-- Excerpted data --

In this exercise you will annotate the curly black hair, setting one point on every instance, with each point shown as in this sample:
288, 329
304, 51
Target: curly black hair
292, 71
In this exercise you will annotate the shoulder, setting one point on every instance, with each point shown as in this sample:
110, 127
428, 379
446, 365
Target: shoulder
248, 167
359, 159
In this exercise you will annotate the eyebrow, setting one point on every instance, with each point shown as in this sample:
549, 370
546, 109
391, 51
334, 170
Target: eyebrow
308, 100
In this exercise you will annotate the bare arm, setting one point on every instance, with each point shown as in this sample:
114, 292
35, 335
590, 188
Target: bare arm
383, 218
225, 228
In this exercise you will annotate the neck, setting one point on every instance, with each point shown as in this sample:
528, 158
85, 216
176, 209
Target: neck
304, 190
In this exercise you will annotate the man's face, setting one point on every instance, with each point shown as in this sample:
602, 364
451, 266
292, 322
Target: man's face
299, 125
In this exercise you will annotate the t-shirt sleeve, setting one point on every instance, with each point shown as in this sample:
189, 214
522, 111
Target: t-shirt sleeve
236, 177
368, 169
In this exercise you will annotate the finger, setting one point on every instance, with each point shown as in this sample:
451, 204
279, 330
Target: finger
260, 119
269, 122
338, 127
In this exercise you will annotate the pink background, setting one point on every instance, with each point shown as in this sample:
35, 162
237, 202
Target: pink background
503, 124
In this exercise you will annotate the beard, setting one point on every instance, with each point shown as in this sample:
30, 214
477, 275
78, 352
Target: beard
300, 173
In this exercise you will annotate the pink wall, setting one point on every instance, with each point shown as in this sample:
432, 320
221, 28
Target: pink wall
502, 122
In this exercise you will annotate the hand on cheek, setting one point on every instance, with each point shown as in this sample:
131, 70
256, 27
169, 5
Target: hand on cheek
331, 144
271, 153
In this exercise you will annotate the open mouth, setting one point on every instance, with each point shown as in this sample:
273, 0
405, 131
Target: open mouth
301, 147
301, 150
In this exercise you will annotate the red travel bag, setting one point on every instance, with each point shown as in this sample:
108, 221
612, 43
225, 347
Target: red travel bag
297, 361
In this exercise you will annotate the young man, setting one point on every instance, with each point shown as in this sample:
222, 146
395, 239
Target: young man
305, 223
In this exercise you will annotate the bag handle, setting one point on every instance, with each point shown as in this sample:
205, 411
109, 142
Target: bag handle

-- Problem to work on --
Recast all of the material above as a Markdown table with two columns, Row and Line. Give each line its own row with a running number, and leave out any blank lines.

-- Response --
| Row | Line |
|---|---|
| 1 | In this exercise you will annotate the curly black hair, setting one point on every instance, with each point shown as in this sample: |
| 2 | 288, 329 |
| 3 | 304, 51 |
| 4 | Target: curly black hair |
| 5 | 292, 71 |
| 6 | In this exercise you will annotate the shoulder, setting one point on every instance, with each point shown as in this sample: |
| 7 | 110, 127 |
| 8 | 428, 379 |
| 9 | 446, 365 |
| 10 | Target: shoulder |
| 11 | 248, 167 |
| 12 | 359, 159 |
| 13 | In this exercise you will annotate the eyebrow, setting one point on every instance, with each point shown as in this sample: |
| 14 | 549, 370 |
| 15 | 546, 109 |
| 16 | 391, 51 |
| 17 | 334, 170 |
| 18 | Target: eyebrow |
| 19 | 308, 100 |
| 20 | In this exercise you will annotate the bare arm, setting one point on every instance, with each point shown as in this sample: |
| 21 | 114, 292 |
| 22 | 35, 335 |
| 23 | 590, 188 |
| 24 | Target: bare arm |
| 25 | 383, 218 |
| 26 | 225, 228 |
| 27 | In this exercise you will annotate the neck, setting one point on every instance, with each point shown as in this sample: |
| 28 | 528, 158 |
| 29 | 85, 216 |
| 30 | 176, 209 |
| 31 | Target: neck |
| 32 | 304, 190 |
| 33 | In this exercise you will annotate the man's face, setting one point on every instance, with each point shown as in this sample: |
| 34 | 602, 364 |
| 35 | 451, 266 |
| 36 | 292, 322 |
| 37 | Target: man's face |
| 38 | 299, 125 |
| 39 | In this exercise you will annotate the t-shirt sleeve, setting one point on every instance, with each point shown as in this sample: |
| 40 | 189, 214 |
| 41 | 522, 111 |
| 42 | Target: t-shirt sleeve |
| 43 | 236, 177 |
| 44 | 368, 169 |
| 45 | In this exercise you will annotate the finger, setting one point on every instance, with each point shown as in this sample: |
| 46 | 451, 204 |
| 47 | 279, 330 |
| 48 | Target: finger |
| 49 | 260, 119 |
| 50 | 269, 122 |
| 51 | 338, 127 |
| 52 | In this exercise you will annotate the pink background, setting one point on every instance, with each point shown as in this sample: |
| 53 | 35, 162 |
| 54 | 237, 202 |
| 55 | Target: pink background |
| 56 | 503, 124 |
| 57 | In this exercise you will annotate the beard, setting one point on every instance, with each point shown as in this sample: |
| 58 | 30, 214 |
| 59 | 477, 275 |
| 60 | 78, 352 |
| 61 | Target: beard |
| 62 | 300, 173 |
| 63 | In this exercise you will annotate the pink wall, setting one point on every instance, with each point shown as in this sample: |
| 64 | 432, 320 |
| 65 | 221, 28 |
| 66 | Target: pink wall |
| 67 | 502, 122 |
| 68 | In this exercise you will annotate the hand on cheek, setting one point on every instance, with each point shown as in this sample: |
| 69 | 131, 70 |
| 70 | 256, 27 |
| 71 | 169, 5 |
| 72 | Target: hand on cheek |
| 73 | 331, 144 |
| 74 | 271, 153 |
| 75 | In this exercise you will annotate the open mouth, setting one point on every instance, with each point shown as in this sample: |
| 76 | 273, 0 |
| 77 | 405, 131 |
| 78 | Target: open mouth |
| 79 | 301, 147 |
| 80 | 301, 150 |
| 81 | In this exercise you will annotate the red travel bag, setting one point on every instance, with each point shown as in this sample: |
| 82 | 108, 221 |
| 83 | 612, 43 |
| 84 | 225, 347 |
| 85 | Target: red travel bag |
| 86 | 297, 361 |
| 87 | In this exercise you will annotate the young man, setting one point on every instance, with each point shown as in this sample: |
| 88 | 222, 146 |
| 89 | 395, 239 |
| 90 | Target: young man |
| 91 | 305, 223 |
| 92 | In this exercise you will annotate the bag handle, setting one point on every instance, with each point shown as in this sample: |
| 93 | 205, 411 |
| 94 | 109, 142 |
| 95 | Target: bag handle |